** Sayfa Alıntısı **
------------------------

İYİ BAYRAMLAR – Girmek Mi Zor, Çıkmak Mı?
İyi Bayramlar
Dünyamızda dengeyi bulduğumuz,
Sevdiklerimize maskesiz ve özgürce sarılabildiğimiz,
Tüm sorunların çözümlerine kavuştuğumuz,
Güzel günlerin umuduyla…
Mesafelerin olmadığı bayramlara kavuşmak dileğiyle…
Distopyalarda ve bilimkurgu filmlerinde görmeye alışık olduğumuz bir dönemden geçiyoruz.

------------------------

** Gösterilen Veriler **
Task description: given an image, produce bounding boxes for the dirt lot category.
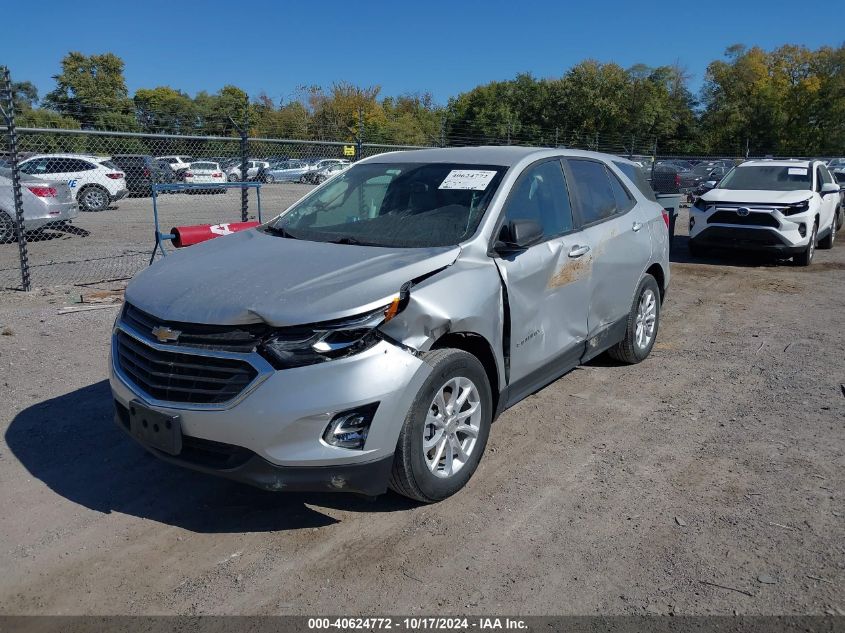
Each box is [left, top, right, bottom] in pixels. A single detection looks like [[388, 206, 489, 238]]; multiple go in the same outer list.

------------------------

** Görev Listesi **
a: Sayfa alıntısına göre sevdiklerimize nasıl sarılabilmek dileniyor?
b: Sayfa alıntısını kaldığı yerden sürdürün.
Satırlar, sayfa alıntısından ayrı bir malzemedir.

** Yanıtlar **
a: Maskesiz ve özgürce.

b:
Dünyamız, son bir kaç yıldır “daha ne kadar kötü olabilir ki?” sorusuna cevap arıyor gibi. Sanki tepemizde biri bütün felaket düğmelerine aynı anda basmış…
Sırasıyla “error” veren bir süreç ve bilgisayarda” mavi ekran” olarak tanımlanan donup kalma hali… İşte son dönemlerdeki tanımımız bu…
Dünya Aralık 2019’dan beri ülke ülke karantinaya girdi. Dünya Sağlık Örgütü 11 Mart 2020 de “Pandemi” ilan etti. 16 Mart 2020 tarihinde, bilimsel adıyla “covid 19”, halk arasında “Korona” olarak bilinen virüsün sebep olduğu, salgın hastalık nedeniyle, ülkemizde de resmi olarak karantina ilan edildi.
Karantina süreci boyunca, “evde kal”, “evde hayat var” gibi çağrılarla neredeyse tüm ülke nüfusu evdeydi. Kuralların olduğu yerde karşı çıkanlar da oldu, ancak sonuçta bilinçli çoğunluk bu süreyi evinde geçirdi. Günlerce süren karantinada geriye dönüp baktığımızda şunları öğrendik:
Dünyamız bize değil, biz ona muhtaçmışız.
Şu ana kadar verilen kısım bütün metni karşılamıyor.